Opinião: Um barco à deriva

O anúncio do governo de que pretende pagar parte do novo programa de transferência de renda fora do teto do gasto, gerou forte reação negativa dos investidores. Esta reação já era esperada. O teto do gasto é a âncora fiscal do país. Quando a economia cresce e as receitas tributárias aumentam, o teto restringe o aumento das despesas e o crescimento da receita é utilizado para reduzir a dívida pública. Este mecanismo torna a dívida sustentável ao longo do tempo. Se o comandante levanta a âncora no meio da tempestade, o barco fica à deriva, pode ir de encontro a um rochedo e afundar. É o que está acontecendo.

• _Enunciado 1_:
Por favor, responda com base no artigo sobre o teto do gasto:
(a) O que gerou forte reação negativa dos investidores?
(b) Segundo o artigo, o que o teto do gasto representa para o país?
(c) Em que é usado o crescimento da receita quando o teto restringe o aumento das despesas?
• _Enunciado 2_: Copie do artigo sobre o teto do gasto o trecho que começa em "O anúncio do" e termina em "que está acontecendo.".

(Entradas de dados salvas)
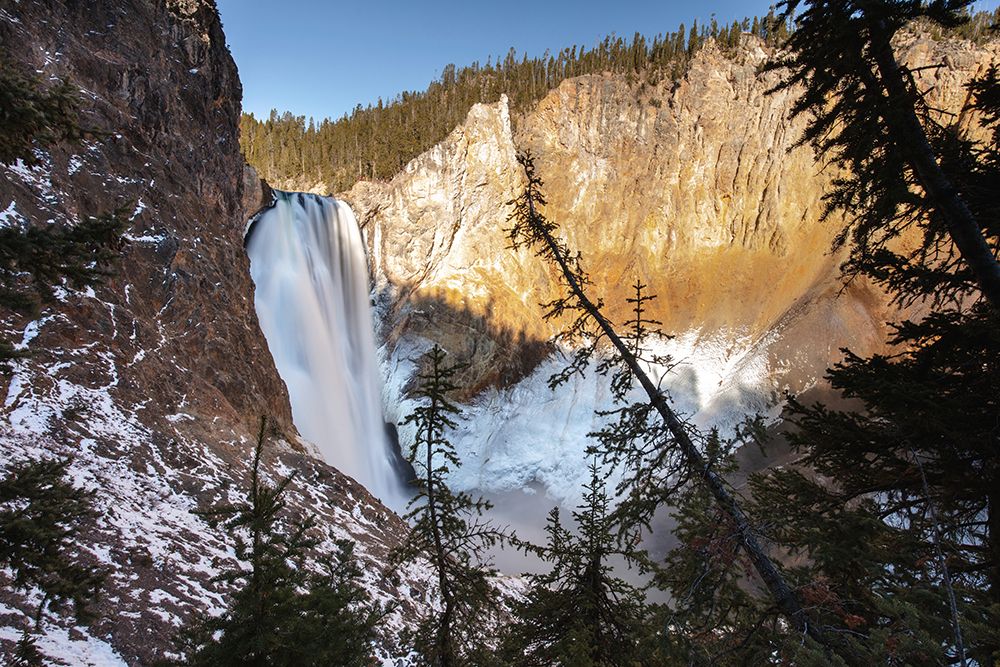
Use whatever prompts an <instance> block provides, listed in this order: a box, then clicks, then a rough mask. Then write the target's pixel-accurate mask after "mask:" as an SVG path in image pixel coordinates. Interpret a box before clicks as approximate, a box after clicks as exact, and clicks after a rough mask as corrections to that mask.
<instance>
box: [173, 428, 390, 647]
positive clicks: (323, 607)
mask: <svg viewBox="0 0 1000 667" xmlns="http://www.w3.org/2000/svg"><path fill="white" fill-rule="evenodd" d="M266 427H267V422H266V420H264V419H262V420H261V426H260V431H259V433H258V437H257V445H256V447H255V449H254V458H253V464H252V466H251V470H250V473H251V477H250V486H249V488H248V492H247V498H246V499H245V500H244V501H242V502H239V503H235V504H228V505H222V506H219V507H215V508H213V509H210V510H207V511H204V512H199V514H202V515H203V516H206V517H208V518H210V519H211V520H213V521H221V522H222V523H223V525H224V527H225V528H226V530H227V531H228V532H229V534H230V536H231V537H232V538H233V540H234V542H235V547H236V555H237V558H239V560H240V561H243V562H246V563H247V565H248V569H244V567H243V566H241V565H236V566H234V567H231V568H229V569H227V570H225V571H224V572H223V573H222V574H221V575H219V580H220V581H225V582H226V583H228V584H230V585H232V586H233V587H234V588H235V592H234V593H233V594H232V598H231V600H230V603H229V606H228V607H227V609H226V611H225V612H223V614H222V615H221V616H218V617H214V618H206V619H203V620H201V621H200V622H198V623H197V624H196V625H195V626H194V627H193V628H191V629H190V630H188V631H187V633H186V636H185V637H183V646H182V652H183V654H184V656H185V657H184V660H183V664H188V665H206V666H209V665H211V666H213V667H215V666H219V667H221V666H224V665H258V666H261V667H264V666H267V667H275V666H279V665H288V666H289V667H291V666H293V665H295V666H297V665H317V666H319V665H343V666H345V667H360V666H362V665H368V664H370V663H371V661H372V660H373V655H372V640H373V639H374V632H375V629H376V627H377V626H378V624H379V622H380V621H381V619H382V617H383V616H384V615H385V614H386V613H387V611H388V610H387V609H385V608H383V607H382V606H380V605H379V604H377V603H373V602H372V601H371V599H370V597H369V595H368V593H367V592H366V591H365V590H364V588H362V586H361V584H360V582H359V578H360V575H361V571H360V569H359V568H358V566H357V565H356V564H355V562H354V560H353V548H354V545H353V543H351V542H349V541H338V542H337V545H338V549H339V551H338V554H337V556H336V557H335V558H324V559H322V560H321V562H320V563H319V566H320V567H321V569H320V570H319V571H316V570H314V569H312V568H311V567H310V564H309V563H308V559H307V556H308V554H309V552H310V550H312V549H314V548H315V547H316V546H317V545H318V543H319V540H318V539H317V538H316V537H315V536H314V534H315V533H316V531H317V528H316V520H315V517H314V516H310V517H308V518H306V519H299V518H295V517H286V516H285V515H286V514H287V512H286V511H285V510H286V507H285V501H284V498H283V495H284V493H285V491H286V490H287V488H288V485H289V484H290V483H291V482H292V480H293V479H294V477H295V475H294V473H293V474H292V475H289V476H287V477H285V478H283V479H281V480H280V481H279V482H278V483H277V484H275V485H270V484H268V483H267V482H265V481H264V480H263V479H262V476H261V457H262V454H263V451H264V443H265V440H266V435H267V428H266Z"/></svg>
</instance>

• _Sua resposta 1_:
(a) O anúncio do governo de que pretende pagar parte do novo programa de transferência de renda fora do teto do gasto.
(b) A âncora fiscal do país.
(c) Na redução da dívida pública.

• _Sua resposta 2_:
O anúncio do governo de que pretende pagar parte do novo programa de transferência de renda fora do teto do gasto, gerou forte reação negativa dos investidores. Esta reação já era esperada. O teto do gasto é a âncora fiscal do país. Quando a economia cresce e as receitas tributárias aumentam, o teto restringe o aumento das despesas e o crescimento da receita é utilizado para reduzir a dívida pública. Este mecanismo torna a dívida sustentável ao longo do tempo. Se o comandante levanta a âncora no meio da tempestade, o barco fica à deriva, pode ir de encontro a um rochedo e afundar. É o que está acontecendo.